I have been traveling internationally for over twenty years.
I know how to navigate airports. I know how to pack light. I know how to move through a busy terminal with my bags and not miss a beat.
So when a taxi driver in Koh Samui, Thailand loaded my luggage onto a cart without me even thinking to ask — I almost laughed at myself.
Because in twenty years, I had never once used a luggage cart.
Not because they weren’t there. They were always there. I just never reached for one. I was so used to doing it myself that it never occurred to me that I didn’t have to struggle. That there was something — right there, available, free — that could make everything easier.
And just like that, one small moment cracked something open.
Sound familiar?
I think about siblings and I think about that luggage cart all the time now.
So many sibs move through life carrying everything themselves. The worry. The complicated feelings. The questions they don’t know how to ask. The loneliness of being in a family where so much attention — understandably — goes somewhere else.
And just like me in every airport for twenty years, they keep moving. Head down. Bags heavy. Managing.

------------------------------------------------

WORK ORDER 1>
Reproduce the passage of the luggage cart essay that opens with the words containing "Because in twenty" and closes with "goes somewhere else.".
WORK ORDER 2>
In the luggage cart essay, where was the writer when a taxi driver loaded the luggage onto a cart?
WORK ORDER 3>
The luggage cart essay names several things that many sibs carry themselves. List each of them.

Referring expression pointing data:
------------------------------------------------

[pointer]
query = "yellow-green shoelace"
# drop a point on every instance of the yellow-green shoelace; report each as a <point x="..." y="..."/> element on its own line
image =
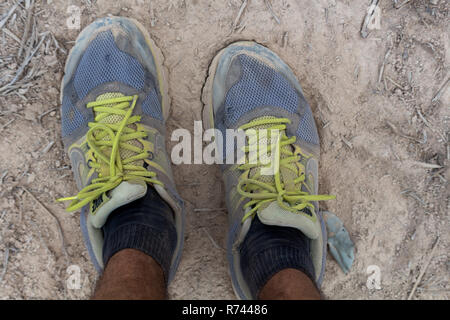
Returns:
<point x="106" y="140"/>
<point x="262" y="193"/>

------------------------------------------------

WRITTEN ANSWER 1>
Because in twenty years, I had never once used a luggage cart.
Not because they weren’t there. They were always there. I just never reached for one. I was so used to doing it myself that it never occurred to me that I didn’t have to struggle. That there was something — right there, available, free — that could make everything easier.
And just like that, one small moment cracked something open.
Sound familiar?
I think about siblings and I think about that luggage cart all the time now.
So many sibs move through life carrying everything themselves. The worry. The complicated feelings. The questions they don’t know how to ask. The loneliness of being in a family where so much attention — understandably — goes somewhere else.

WRITTEN ANSWER 2>
Koh Samui, Thailand.

WRITTEN ANSWER 3>
- The worry
- The complicated feelings
- The questions they don't know how to ask
- The loneliness of being in a family where so much attention goes somewhere else